+++ SUPPLIED INFORMATION +++

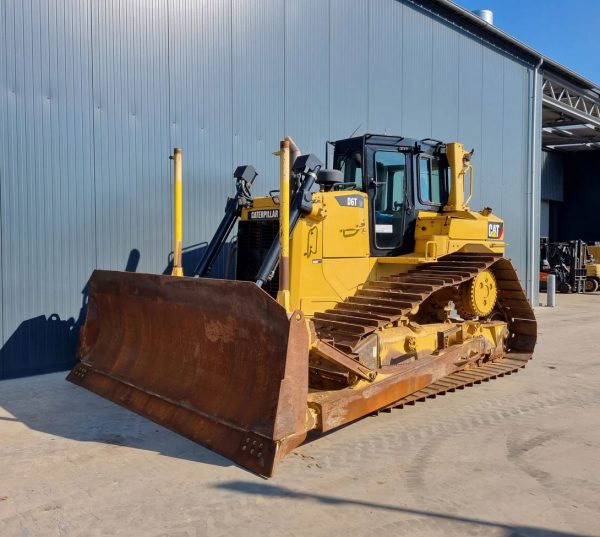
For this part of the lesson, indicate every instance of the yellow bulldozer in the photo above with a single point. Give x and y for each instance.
(360, 288)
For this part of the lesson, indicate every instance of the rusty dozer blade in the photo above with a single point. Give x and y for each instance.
(217, 361)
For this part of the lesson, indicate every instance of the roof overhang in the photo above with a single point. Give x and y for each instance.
(570, 118)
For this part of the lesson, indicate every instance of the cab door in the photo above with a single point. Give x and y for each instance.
(392, 210)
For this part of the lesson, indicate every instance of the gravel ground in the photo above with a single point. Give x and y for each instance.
(519, 456)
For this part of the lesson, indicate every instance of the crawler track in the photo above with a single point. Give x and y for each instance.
(380, 303)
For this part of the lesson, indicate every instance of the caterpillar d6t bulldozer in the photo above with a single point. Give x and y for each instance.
(359, 288)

+++

WHAT THE EXERCISE ASKS:
Give every line above as a two-column CSV headed text and answer, one row per line with its answer, each value in one quoted field and any line breaks turned into spaces. Leave the pictures out.

IN RESPONSE:
text,answer
"For this part of the lesson, indicate every instance of the yellow bulldozer in the photo above with a single point. Give x and y for each instance.","(360, 288)"
"For this part of the lesson, indicate every instance of the rusty dozer blade in the photo above with a single point. Give x and y for each instance.","(217, 361)"
"For this part of the lesson, indicate every instance of the roof overhang in the photo above with a single point. Give x and y for each instance.","(570, 118)"
"For this part of the lesson, indicate every instance of the cab door in the photo above with a single point. Give x and y for each instance.","(392, 210)"
"For this part of the lesson, indicate every instance of the gravel ground in the photo above with a single point. Give x and y for each instance.","(519, 456)"
"For this part of the lesson, indicate every instance of the crawler track in the photo above with a single point. Give x and y for each instance.","(380, 303)"
"For this part of the lesson, indicate every instance of the caterpillar d6t bulldozer in the photo above with a single point. Give x and y for each instance.","(359, 288)"